— Start Text to read —
Germanic language spoken in South America

Hunsrik (natively Hunsrik /hrx/, Hunsrückisch or Hunsrickisch and Portuguese hunsriqueano or hunsriqueano riograndense), also called Riograndese Hunsrik, Riograndenser Hunsrückisch or Katharinensisch, is a Moselle Franconian language spoken by an estimated 3 million people in parts of Brazil. It is derived primarily from the Hunsrückisch dialect of West Central German.

Hunsrik is spoken in the Brazilian states of Rio Grande do Sul, Santa Catarina, and Paraná, as well as some regions of neighboring Paraguay and Argentina. It is a co-official language in the Brazilian municipalities of Antônio Carlos, Santa Maria do Herval, and São João do Oeste. It has been an integral part of the historical and cultural heritage of the Brazilian state of Rio Grande do Sul since 2012, and considered an intangible cultural heritage of Santa Catarina state since 2016.

Hunsrik developed from the Hunsrückisch dialect spoken by immigrants from the Hunsrück region of Germany (Rhineland-Palatinate, Saarland) who settled in Brazil's southern region such as Rio Grande do Sul, beginning under the Empire of Brazil in 1824. This immigration later fell under the control of individual states, and then of private European investment enterprises. While primarily based on the Hunsrückisch branch of the German language, it has also been greatly influenced by other German dialects such as East Pomeranian and Plautdietsch and by Portuguese, the national language of Brazil. It has been influenced to a lesser extent by indigenous languages such as Kaingang and Guarani and by immigrant languages such as Italian and Talian.

Portuguese expressions and words are commonly imported into Hunsrik, particularly in reference to fauna and flora (which are different from those of Germany) and to technological innovations that did not exist when the original immigrants came to Brazil, leading to words like Aviong for airplane (Portuguese avião) instead of Flugzeug, Kamiong (Pt. caminhão, truck) instead of Lastwagen, Tëlevisong (Pt. televisão) instead of Fernseher, etc. Daily expressions are often calques (literal translations) of Portuguese.
— End Text to read —
**What you need to do**
**A)** Using the passage on Hunsrik, decide whether each statement agrees with it, answering yes or no and quoting the words that decide it: (i) Hunsrik is a co-official language in Santa Maria do Herval; (ii) the immigration behind Hunsrik began under the Empire of Brazil in 1825; (iii) Guarani has influenced Hunsrik more than Portuguese has.
**B)** List every language or dialect that the passage on Hunsrik names as having influenced Hunsrik, leaving out the Hunsrückisch dialect it is based on.
**C)** Extract the words of the passage on Hunsrik from "Germanic language spoken" to "state since 2016.".
You won't need the data that come after this.
— Start Information supplied —
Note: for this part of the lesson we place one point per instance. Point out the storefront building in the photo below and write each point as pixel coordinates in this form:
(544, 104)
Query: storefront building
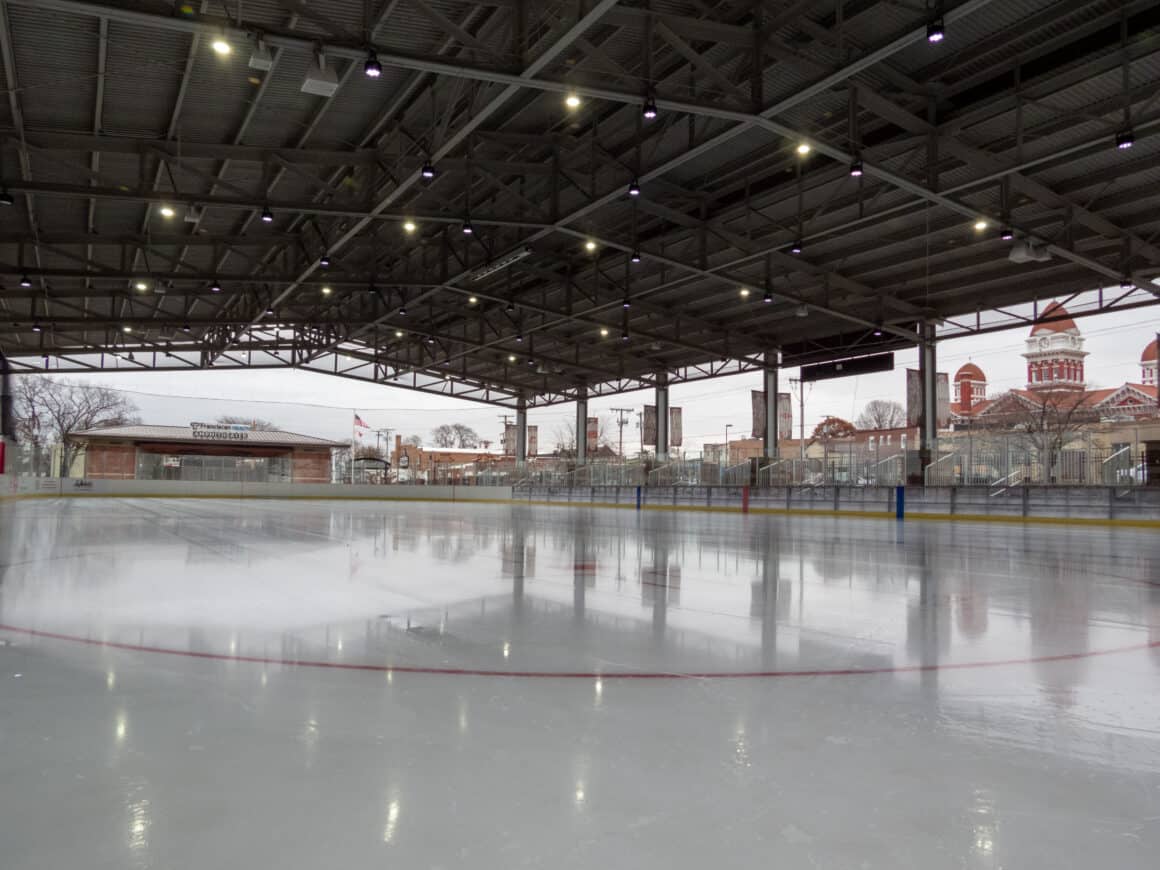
(203, 451)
— End Information supplied —
**Set of answers**
**A)**
(i) Yes: "It is a co-official language in the Brazilian municipalities of Antônio Carlos, Santa Maria do Herval, and São João do Oeste."
(ii) No: "beginning under the Empire of Brazil in 1824"
(iii) No: "It has been influenced to a lesser extent by indigenous languages such as Kaingang and Guarani"

**B)** East Pomeranian, Plautdietsch, Portuguese, Kaingang, Guarani, Italian, Talian

**C)**
Germanic language spoken in South America

Hunsrik (natively Hunsrik /hrx/, Hunsrückisch or Hunsrickisch and Portuguese hunsriqueano or hunsriqueano riograndense), also called Riograndese Hunsrik, Riograndenser Hunsrückisch or Katharinensisch, is a Moselle Franconian language spoken by an estimated 3 million people in parts of Brazil. It is derived primarily from the Hunsrückisch dialect of West Central German.

Hunsrik is spoken in the Brazilian states of Rio Grande do Sul, Santa Catarina, and Paraná, as well as some regions of neighboring Paraguay and Argentina. It is a co-official language in the Brazilian municipalities of Antônio Carlos, Santa Maria do Herval, and São João do Oeste. It has been an integral part of the historical and cultural heritage of the Brazilian state of Rio Grande do Sul since 2012, and considered an intangible cultural heritage of Santa Catarina state since 2016.